Saved data entries:

-=-=-=-=-

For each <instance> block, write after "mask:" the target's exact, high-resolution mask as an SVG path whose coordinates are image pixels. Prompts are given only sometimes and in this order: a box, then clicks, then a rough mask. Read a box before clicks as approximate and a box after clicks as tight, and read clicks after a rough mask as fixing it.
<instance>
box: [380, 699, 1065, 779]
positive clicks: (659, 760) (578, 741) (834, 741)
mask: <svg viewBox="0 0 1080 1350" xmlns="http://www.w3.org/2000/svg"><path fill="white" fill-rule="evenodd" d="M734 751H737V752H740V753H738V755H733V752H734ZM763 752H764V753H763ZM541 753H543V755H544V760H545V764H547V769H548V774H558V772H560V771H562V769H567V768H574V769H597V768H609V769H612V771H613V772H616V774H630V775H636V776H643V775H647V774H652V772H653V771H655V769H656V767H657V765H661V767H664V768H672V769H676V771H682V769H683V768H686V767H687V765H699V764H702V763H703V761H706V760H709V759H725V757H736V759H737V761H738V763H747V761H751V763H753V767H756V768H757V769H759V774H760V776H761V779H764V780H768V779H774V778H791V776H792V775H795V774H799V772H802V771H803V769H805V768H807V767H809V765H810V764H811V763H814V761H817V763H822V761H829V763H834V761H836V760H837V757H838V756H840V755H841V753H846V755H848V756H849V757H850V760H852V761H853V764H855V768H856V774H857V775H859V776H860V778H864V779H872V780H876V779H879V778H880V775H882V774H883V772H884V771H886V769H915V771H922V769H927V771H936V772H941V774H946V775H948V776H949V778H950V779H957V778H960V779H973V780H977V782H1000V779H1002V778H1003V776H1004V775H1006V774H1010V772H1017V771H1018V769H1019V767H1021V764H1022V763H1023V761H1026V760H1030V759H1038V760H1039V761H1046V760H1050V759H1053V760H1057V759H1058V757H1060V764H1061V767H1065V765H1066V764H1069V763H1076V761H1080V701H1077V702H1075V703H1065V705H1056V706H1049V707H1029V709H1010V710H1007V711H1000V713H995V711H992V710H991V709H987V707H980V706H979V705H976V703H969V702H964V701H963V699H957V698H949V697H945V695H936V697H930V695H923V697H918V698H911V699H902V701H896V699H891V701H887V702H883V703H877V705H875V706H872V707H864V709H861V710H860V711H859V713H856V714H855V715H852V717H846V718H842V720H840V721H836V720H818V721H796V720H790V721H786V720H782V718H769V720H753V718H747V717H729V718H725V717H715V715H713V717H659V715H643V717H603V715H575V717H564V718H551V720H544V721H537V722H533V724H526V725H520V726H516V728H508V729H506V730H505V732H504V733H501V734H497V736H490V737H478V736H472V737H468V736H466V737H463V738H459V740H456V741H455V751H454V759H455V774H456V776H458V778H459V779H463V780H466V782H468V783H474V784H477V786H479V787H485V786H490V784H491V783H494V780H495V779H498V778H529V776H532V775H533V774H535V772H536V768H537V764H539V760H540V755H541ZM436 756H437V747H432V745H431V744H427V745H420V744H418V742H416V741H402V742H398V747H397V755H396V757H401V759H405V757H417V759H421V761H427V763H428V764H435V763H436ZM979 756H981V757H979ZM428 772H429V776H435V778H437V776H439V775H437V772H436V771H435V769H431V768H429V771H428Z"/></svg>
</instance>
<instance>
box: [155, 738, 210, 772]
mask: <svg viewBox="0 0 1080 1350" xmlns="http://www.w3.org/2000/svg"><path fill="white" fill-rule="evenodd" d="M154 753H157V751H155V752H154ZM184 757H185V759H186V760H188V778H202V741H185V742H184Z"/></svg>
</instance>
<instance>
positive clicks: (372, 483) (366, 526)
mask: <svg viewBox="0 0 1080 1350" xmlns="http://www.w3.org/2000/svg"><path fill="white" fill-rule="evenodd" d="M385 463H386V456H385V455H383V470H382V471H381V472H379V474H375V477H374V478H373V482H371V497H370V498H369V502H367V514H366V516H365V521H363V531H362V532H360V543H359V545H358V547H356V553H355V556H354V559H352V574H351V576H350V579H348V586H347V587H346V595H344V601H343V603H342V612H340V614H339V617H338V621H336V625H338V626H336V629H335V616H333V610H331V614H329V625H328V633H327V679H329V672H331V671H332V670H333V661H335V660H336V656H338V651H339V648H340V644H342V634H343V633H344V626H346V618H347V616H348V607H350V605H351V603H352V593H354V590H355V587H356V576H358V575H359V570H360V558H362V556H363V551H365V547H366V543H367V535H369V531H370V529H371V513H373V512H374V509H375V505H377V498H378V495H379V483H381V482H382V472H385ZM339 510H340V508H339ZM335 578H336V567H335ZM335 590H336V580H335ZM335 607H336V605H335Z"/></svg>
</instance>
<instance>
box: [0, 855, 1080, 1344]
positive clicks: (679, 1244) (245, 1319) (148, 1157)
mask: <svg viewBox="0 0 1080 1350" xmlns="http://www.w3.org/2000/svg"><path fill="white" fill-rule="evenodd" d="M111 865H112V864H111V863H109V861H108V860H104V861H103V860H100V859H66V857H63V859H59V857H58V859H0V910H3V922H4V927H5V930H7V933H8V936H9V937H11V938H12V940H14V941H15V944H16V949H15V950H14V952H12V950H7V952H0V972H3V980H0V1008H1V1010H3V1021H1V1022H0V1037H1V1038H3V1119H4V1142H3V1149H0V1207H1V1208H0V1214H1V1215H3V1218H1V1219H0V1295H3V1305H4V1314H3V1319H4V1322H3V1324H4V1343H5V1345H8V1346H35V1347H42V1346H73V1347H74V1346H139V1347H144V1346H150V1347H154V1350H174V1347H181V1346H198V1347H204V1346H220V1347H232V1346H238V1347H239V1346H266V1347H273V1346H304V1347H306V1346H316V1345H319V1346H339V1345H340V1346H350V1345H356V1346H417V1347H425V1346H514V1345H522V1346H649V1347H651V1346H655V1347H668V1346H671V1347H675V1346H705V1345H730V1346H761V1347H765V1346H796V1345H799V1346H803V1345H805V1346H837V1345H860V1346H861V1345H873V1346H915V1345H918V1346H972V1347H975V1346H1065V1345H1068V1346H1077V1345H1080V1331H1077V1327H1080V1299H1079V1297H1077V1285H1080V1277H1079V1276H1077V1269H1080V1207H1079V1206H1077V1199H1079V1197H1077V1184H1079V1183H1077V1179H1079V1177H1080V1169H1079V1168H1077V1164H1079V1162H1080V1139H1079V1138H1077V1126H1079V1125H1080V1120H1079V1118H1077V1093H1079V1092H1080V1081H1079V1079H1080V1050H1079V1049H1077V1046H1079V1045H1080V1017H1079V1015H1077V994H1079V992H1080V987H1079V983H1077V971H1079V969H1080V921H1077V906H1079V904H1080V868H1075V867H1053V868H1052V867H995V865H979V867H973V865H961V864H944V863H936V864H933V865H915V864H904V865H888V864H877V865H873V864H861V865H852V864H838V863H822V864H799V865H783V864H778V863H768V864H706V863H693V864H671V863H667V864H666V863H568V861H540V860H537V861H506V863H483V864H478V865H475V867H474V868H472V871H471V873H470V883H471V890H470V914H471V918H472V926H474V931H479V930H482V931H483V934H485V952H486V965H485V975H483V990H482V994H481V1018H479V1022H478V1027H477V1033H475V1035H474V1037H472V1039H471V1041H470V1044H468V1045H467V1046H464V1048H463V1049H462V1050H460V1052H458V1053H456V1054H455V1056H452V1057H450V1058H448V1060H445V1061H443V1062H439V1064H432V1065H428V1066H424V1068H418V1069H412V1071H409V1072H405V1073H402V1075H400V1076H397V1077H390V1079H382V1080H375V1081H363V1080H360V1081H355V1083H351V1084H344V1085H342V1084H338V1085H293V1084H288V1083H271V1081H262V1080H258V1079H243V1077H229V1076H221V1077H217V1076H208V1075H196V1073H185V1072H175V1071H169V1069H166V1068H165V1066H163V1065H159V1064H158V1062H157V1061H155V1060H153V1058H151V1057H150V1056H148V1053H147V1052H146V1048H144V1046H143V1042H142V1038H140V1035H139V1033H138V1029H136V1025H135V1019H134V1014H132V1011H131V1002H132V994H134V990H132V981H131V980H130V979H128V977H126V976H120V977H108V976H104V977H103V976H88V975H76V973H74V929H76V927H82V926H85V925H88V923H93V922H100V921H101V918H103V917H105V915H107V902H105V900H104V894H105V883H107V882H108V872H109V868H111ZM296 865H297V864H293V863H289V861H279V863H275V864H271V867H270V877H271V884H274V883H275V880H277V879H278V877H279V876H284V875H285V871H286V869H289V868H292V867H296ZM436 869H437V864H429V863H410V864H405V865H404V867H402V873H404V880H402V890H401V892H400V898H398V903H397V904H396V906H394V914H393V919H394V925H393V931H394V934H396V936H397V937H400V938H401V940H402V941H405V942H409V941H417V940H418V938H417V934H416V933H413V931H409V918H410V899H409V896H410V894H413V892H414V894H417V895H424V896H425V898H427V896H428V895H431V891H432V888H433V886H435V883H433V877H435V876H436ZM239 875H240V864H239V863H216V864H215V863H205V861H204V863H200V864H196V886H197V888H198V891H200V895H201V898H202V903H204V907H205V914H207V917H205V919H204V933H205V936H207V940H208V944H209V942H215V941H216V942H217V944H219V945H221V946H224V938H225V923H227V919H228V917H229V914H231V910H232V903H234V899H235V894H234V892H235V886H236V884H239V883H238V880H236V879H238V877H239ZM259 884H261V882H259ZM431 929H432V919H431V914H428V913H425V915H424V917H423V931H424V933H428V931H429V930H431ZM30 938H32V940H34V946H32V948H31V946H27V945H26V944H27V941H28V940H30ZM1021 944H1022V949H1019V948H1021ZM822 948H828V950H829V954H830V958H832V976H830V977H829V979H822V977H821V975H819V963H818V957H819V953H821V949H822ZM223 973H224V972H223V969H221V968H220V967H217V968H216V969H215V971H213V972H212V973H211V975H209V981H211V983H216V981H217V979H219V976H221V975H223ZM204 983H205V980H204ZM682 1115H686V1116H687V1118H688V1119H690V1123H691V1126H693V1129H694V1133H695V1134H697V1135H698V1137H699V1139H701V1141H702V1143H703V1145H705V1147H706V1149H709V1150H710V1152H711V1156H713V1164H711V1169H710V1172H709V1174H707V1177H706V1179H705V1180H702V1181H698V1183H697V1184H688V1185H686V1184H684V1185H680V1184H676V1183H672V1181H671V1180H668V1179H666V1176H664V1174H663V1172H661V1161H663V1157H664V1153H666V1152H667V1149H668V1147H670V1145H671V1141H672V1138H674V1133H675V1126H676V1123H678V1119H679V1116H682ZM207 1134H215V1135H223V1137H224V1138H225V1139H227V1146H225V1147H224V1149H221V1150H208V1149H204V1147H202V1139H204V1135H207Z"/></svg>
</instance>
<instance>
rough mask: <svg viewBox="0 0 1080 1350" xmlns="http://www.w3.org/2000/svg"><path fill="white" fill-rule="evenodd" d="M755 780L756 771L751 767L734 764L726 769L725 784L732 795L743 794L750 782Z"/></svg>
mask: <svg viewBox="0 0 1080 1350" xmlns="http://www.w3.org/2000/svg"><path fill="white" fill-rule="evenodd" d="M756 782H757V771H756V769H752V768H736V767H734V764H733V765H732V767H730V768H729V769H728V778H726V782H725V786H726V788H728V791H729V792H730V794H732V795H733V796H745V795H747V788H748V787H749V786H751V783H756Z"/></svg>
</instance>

-=-=-=-=-

▶ [WORK ORDER]: Whenever the word "positive" shows up in a line, that line counts. Say how many lines of the data count, giving the number alone.

▶ [REPLY]: 3